Objective - From the line containing "Final verification step: confirm the presence of reflection" through the end of the records, rewrite each line as a row of a Markdown table, with the row number under No. and the line itself under Entry, leaving out blank lines.

Data -
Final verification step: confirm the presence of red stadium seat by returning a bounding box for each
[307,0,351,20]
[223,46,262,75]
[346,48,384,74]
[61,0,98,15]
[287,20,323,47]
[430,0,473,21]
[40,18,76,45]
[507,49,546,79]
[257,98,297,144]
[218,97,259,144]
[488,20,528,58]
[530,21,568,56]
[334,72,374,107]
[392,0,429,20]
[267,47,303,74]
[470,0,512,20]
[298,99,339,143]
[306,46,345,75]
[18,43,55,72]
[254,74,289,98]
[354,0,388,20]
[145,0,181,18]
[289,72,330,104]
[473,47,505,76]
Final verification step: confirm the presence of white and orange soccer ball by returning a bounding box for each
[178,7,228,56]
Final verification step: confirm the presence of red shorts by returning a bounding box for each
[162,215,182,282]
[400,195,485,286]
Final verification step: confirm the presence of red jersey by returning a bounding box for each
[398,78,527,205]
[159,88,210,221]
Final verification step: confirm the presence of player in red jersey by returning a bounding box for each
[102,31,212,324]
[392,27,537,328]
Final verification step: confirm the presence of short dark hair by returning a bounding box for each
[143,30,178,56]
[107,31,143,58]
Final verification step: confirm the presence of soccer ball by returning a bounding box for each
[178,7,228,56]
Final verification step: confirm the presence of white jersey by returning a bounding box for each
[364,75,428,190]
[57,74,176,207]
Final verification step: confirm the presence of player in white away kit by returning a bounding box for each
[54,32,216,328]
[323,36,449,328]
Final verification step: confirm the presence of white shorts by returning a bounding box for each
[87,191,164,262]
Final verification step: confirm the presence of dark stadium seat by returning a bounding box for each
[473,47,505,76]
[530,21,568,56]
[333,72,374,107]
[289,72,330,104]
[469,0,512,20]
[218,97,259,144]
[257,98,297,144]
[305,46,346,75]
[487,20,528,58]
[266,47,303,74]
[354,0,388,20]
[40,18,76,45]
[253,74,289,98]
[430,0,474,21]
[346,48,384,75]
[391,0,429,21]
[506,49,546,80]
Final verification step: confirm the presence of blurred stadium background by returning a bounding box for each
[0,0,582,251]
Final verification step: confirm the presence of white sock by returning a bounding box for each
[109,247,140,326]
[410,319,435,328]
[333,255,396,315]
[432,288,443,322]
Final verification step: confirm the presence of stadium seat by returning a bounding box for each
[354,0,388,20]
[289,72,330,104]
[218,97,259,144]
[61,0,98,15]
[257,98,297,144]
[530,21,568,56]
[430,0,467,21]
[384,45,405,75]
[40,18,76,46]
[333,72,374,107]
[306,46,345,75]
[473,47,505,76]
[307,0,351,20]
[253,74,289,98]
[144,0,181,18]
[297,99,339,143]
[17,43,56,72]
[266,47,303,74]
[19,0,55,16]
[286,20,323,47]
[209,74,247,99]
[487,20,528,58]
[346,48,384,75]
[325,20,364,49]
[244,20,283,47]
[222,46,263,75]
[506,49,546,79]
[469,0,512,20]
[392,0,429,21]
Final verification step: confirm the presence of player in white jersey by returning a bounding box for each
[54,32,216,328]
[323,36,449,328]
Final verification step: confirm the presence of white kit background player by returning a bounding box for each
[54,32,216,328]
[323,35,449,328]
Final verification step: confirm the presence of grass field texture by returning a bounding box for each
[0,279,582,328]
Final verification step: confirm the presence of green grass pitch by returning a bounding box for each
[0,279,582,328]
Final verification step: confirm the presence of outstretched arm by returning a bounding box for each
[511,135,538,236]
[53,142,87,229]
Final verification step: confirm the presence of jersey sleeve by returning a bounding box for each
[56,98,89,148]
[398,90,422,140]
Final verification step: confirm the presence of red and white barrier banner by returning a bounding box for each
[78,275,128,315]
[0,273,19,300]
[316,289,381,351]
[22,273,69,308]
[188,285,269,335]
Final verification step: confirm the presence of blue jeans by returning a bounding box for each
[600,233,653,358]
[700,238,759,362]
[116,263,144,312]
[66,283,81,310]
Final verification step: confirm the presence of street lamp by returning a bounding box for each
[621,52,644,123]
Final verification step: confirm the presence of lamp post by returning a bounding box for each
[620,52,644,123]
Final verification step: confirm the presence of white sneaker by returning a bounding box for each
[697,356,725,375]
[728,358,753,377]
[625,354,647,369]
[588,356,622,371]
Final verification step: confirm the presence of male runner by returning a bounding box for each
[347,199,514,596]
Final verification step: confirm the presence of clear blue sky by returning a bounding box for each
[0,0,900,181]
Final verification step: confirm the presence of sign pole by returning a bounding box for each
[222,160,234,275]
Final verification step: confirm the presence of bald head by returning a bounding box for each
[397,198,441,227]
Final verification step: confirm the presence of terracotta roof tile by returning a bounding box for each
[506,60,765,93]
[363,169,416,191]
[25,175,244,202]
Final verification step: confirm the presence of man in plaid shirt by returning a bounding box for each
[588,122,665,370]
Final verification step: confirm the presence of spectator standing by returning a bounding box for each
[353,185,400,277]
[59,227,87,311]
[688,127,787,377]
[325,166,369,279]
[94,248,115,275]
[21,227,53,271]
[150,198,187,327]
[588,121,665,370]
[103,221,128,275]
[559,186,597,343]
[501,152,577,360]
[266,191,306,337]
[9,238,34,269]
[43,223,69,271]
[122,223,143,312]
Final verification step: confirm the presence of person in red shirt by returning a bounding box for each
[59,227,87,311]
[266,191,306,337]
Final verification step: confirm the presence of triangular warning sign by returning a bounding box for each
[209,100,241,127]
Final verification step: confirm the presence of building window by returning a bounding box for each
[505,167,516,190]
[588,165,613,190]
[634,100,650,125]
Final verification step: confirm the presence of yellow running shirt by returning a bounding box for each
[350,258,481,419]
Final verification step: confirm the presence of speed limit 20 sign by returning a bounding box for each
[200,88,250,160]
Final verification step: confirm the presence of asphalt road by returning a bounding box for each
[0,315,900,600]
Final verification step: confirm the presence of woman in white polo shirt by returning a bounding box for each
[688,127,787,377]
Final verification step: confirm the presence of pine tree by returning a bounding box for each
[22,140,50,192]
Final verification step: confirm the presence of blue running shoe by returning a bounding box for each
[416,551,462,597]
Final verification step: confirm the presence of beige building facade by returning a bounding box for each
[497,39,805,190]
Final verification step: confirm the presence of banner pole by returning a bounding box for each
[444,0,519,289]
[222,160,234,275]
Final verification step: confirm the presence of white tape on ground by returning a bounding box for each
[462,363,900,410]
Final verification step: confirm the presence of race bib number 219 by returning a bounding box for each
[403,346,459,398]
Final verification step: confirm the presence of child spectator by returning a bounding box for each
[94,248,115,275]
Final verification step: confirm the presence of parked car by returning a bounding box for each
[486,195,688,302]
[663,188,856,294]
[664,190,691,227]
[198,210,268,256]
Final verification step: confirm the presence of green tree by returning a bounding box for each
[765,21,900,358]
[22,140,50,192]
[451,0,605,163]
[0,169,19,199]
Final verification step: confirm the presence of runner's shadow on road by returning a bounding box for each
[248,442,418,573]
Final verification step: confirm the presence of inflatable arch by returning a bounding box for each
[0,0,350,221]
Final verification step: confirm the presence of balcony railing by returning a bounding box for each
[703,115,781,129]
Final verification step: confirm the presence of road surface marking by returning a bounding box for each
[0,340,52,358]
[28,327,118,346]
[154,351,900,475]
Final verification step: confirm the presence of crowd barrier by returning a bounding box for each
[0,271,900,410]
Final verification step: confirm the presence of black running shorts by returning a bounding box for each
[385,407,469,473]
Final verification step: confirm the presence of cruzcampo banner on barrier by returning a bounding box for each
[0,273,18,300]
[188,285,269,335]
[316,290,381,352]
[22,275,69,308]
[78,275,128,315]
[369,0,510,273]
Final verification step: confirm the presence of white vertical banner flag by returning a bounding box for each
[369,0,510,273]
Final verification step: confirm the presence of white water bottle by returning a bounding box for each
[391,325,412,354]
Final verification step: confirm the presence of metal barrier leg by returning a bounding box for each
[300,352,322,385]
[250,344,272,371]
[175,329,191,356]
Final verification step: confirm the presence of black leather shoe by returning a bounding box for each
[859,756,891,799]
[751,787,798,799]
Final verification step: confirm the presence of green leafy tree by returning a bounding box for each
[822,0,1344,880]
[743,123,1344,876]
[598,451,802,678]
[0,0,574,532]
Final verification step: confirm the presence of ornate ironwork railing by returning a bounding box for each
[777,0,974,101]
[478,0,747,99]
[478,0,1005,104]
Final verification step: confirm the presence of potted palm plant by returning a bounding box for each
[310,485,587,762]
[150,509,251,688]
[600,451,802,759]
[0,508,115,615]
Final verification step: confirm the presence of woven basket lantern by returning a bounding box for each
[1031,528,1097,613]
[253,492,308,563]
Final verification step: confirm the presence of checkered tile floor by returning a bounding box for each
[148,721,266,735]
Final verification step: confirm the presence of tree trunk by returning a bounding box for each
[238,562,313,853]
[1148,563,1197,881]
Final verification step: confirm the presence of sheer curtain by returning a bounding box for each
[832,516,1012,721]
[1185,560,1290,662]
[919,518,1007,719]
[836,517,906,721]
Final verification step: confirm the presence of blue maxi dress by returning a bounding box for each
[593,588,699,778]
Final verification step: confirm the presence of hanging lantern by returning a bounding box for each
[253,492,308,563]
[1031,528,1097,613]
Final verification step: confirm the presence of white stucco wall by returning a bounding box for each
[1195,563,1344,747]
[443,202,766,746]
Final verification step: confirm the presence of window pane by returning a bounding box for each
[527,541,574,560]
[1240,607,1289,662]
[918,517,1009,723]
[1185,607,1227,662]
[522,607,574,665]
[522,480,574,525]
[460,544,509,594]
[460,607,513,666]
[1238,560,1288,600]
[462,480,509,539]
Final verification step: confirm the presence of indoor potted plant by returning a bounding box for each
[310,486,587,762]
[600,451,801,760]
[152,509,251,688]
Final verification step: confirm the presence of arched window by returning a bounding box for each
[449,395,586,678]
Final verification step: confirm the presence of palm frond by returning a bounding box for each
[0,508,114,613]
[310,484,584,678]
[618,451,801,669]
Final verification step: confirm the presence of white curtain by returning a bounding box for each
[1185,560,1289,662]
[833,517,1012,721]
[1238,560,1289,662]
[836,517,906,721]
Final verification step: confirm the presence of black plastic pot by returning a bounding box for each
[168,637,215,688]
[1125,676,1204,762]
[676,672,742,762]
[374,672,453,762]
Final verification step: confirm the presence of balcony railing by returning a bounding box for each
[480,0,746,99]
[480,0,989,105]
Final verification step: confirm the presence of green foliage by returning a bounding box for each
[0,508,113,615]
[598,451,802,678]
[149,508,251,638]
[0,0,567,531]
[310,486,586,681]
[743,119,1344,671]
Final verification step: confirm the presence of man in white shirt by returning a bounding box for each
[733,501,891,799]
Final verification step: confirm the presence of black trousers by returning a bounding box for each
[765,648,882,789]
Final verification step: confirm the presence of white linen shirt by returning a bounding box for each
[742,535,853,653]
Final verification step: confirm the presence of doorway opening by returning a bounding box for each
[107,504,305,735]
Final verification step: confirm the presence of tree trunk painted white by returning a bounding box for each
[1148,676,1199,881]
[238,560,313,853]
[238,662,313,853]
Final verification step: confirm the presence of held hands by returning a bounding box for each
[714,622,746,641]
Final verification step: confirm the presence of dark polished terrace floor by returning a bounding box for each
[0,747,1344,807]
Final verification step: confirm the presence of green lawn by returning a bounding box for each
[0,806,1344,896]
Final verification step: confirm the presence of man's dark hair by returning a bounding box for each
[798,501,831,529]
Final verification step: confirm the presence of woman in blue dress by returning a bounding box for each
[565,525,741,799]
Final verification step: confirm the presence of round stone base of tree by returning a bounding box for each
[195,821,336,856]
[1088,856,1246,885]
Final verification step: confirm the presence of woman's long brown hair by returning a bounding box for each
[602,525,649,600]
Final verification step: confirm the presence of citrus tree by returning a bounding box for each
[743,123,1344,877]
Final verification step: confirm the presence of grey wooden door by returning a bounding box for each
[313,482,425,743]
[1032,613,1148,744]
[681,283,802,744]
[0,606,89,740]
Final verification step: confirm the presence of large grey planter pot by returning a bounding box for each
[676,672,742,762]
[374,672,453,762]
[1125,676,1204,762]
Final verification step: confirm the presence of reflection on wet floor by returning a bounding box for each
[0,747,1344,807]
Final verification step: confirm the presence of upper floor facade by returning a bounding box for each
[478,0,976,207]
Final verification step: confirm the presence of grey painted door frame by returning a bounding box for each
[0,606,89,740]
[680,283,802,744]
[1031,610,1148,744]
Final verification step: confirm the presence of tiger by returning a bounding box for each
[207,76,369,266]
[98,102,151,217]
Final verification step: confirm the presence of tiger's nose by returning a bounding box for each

Response -
| No. | Entry |
|---|---|
| 1 | Final verification step: confirm the presence of reflection on wet floor by returning a bounding box for each |
| 2 | [0,747,1344,807] |
| 3 | Final verification step: confirm the presence of upper floor facade by returning a bounding box for each |
| 4 | [478,0,976,207] |
| 5 | Final verification step: confirm the presence of grey painted door frame by returning a bounding box for each |
| 6 | [0,606,89,740] |
| 7 | [680,283,802,744] |
| 8 | [1031,610,1148,744] |
| 9 | Final verification step: confirm the presence of tiger by returning a bounding box for each |
| 10 | [207,76,369,266] |
| 11 | [98,102,151,217] |
| 12 | Final verification step: confirm the presence of tiger's nose by returning a bounding box for each |